Required task A =>
Please transcribe the stretch of the entries from the line containing "Place a point on the yellow" through the line containing "[[531, 357]]", keeping every character unchanged.

**** Selected extract ****

Believe me, believe me not: Analyzing survey data quality

Qualité données d'enquête

“I usually just answer ‘average’ for every question”, admits a focus group participant whom we invited to discuss surveys from the perspective of a consumer. “Yes, - agrees another discussant, - I lose my focus after… four questions, and then… I don’t really care about the answer”. This is bad news for the marketers who rely on survey research to uncover consumers’ thoughts and motivations.

Whether your marketing department is using consumer surveys to assess brand perceptions, brand usage, or the characteristics of your target consumer group, it is essential that obtained survey scores reflect your respondents’ true opinions. Consumers might be motivated to partake in a survey for any number of reasons - such as interest in the topic, enjoyment, curiosity, motivation to help, sense of obligation, or need for recognition. Despite this, marketing researchers are regularly faced with a phenomenon called “careless responding”. It is described as a response style that is random in regard to the question’s content – in other words, providing a “random” score. Careless responding seems to be especially common when it comes to online and mobile surveys. This could be because consumers experience higher level of anonymity and decreased accountability in such digital environments. In addition, the process of completing a questionnaire on a mobile device is so effortless that it can encourage rushing through the questions. By some estimates, inattentive responses may constitute 10% to 42% of online survey data.

Typically, people’s justifications for providing inaccurate survey responses fall into one of two categories: (1) reasons related to the question content (e.g., questions judged overly personal), and (2) reasons unrelated to the question content (e.g., impatience, disengagement, inattentiveness, or mischievousness). Whether attributable to questionnaire design flaws (e.g., lengthy questionnaires that make participants lose their interest and experience fatigue) or social contract breakdowns between researchers and survey participants, inaccurate responses threaten marketing research trustworthiness. Poor quality data resulting from such self-reports can mislead the managers and encourage business actions that irreparably harm companies. It is therefore paramount that after a data collection campaign is completed, analysts can identify and then purge problematic data. Various data quality control techniques can be employed for this purpose. These techniques differ in their implementation difficulty. You can select a suitable approach depending on the size of your marketing department, and on the skills set of your analysts.

**** Record list ****

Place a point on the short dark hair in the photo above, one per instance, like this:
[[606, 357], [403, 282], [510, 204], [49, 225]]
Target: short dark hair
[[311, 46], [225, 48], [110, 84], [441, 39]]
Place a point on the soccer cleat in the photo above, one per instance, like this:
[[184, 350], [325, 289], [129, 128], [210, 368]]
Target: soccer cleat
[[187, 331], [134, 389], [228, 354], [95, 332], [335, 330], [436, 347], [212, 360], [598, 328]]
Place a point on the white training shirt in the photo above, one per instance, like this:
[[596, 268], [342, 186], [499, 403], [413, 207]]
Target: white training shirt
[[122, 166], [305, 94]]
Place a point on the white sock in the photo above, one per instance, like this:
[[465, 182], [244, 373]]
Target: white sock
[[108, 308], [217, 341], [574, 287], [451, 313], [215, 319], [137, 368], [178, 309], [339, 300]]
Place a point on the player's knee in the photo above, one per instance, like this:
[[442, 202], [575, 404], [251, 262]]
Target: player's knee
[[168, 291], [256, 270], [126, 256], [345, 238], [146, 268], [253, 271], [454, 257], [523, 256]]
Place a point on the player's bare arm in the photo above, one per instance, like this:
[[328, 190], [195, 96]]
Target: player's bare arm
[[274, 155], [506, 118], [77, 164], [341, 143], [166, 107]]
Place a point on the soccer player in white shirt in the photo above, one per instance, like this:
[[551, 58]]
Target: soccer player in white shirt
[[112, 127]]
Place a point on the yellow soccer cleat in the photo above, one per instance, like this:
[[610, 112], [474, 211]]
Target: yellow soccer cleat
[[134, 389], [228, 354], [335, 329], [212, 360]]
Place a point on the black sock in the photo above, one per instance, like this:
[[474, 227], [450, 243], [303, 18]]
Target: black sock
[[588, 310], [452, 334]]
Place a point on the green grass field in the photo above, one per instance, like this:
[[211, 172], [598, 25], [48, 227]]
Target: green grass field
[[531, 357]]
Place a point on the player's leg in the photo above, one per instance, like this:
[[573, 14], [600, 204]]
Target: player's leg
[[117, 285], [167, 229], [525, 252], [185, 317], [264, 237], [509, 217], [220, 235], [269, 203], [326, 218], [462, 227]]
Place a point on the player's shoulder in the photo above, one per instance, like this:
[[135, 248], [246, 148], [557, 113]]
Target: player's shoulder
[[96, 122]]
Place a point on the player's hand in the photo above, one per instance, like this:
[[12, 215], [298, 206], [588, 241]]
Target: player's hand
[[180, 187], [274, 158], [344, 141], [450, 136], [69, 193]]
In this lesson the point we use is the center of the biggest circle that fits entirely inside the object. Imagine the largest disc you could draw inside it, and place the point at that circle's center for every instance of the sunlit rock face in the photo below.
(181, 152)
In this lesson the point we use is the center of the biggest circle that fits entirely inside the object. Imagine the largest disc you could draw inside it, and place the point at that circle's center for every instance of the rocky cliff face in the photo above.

****

Required task B =>
Restate word for word the stretch of the article on survey data quality from "Believe me, believe" through "thoughts and motivations.".

Solution A =>
Place a point on the yellow soccer cleat in the photo above, one per instance, like this:
[[610, 112], [474, 211]]
Target: yellow soccer cleat
[[134, 389], [228, 354], [335, 329], [212, 360]]
Place a point on the black sock in the photo above, one per instance, like this:
[[474, 227], [450, 243], [303, 18]]
Target: black sock
[[588, 310], [452, 334]]
Place a point on the green grass field in the photo above, one per instance, like this:
[[211, 172], [598, 25], [48, 227]]
Target: green grass field
[[531, 357]]

Solution B =>
Believe me, believe me not: Analyzing survey data quality

Qualité données d'enquête

“I usually just answer ‘average’ for every question”, admits a focus group participant whom we invited to discuss surveys from the perspective of a consumer. “Yes, - agrees another discussant, - I lose my focus after… four questions, and then… I don’t really care about the answer”. This is bad news for the marketers who rely on survey research to uncover consumers’ thoughts and motivations.